■ What this task involves ■
Pull out every line in the items below that contains the string "roof", copying each one in full.

■ Dataset records ■

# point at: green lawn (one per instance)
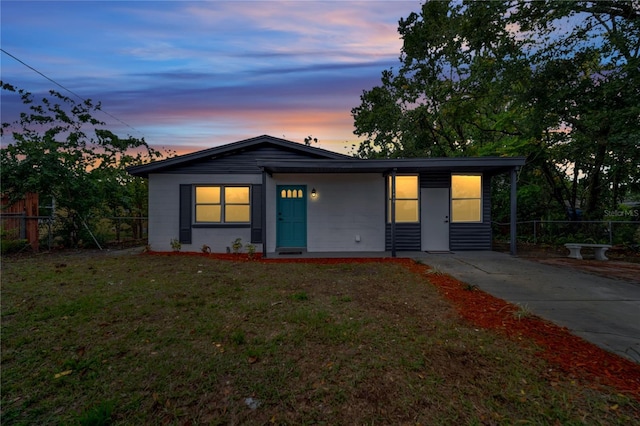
(189, 340)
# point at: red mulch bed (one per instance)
(567, 352)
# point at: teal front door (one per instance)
(291, 215)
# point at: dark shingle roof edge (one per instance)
(158, 166)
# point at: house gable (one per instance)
(236, 158)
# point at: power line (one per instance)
(67, 89)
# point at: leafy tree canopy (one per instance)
(58, 149)
(556, 81)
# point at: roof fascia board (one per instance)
(156, 166)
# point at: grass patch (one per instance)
(187, 340)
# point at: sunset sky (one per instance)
(191, 75)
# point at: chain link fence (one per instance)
(557, 232)
(21, 232)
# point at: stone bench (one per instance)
(600, 250)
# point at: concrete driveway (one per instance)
(601, 310)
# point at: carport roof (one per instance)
(409, 165)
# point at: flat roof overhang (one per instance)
(492, 165)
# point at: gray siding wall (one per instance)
(474, 236)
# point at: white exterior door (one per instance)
(434, 217)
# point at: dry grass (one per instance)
(189, 340)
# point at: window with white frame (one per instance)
(406, 199)
(466, 198)
(222, 204)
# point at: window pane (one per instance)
(236, 213)
(406, 187)
(465, 210)
(236, 194)
(208, 213)
(406, 211)
(464, 186)
(208, 194)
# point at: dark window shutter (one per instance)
(256, 214)
(185, 214)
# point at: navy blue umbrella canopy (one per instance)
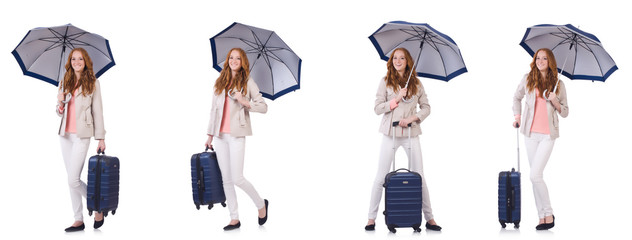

■ Answer to the problem ■
# point at: dark shingle roof edge (one per instance)
# point at: roof fascia board (one per instance)
# point at: carport roof (one per instance)
# point at: flat roof overhang (one per instance)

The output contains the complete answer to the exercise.